──────── Material shown ────────
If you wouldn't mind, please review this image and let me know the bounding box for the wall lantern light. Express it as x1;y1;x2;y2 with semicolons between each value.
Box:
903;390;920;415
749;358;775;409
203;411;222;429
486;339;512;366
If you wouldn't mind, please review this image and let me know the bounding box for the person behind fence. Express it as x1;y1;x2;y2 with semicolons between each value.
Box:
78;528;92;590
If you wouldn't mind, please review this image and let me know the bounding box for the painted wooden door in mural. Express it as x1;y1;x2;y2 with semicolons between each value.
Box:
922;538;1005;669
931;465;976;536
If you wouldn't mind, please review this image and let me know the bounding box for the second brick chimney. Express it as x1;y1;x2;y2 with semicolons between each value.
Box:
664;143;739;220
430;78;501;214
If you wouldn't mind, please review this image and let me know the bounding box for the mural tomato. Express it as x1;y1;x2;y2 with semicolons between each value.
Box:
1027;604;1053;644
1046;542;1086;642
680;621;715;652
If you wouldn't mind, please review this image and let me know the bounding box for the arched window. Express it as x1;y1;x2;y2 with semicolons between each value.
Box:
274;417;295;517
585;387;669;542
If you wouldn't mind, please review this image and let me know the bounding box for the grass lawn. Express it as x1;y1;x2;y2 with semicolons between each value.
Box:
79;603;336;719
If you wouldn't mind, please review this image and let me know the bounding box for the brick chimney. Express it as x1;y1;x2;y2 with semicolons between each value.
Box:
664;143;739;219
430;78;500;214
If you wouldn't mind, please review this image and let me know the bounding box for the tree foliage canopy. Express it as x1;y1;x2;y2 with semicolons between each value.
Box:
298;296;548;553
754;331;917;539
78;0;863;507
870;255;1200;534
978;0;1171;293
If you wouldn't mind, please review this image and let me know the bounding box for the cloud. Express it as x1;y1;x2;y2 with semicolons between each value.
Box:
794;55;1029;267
────────
◆ Instructions for the task:
When you reach the line holding "for the mural" in the records above, begin reproducing exactly, stop after the line holding "for the tree", and output nothing else.

◆ Your response:
If you wouldn't mind, please review this image and let me know the bounding box for the mural tomato. Express it as x1;y1;x2;y2 with semicolons between each value.
Box:
1027;604;1053;644
1046;542;1086;642
680;621;715;652
If you wouldn't mind, please review this image and let me know the bounding box for the arched window. Express it as x1;y1;x2;y2 with semicolons between each value.
Box:
274;417;295;517
585;387;669;542
If you wouldn't mind, please review this image and let me know the bounding box for the grass lawn. Express it as x1;y1;x2;y2 with semicolons between each value.
Box:
79;603;336;719
If you wouldn't mind, please review this image and let me know the bounding box for the brick chimney. Express it as x1;y1;x2;y2 with semicolons between each value.
Box:
664;143;739;219
430;78;500;214
If you wouldn't mind, please review this image and let me know the bounding box for the tree foliage canopy. Express it as x1;y1;x2;y2 with semicolons between each value.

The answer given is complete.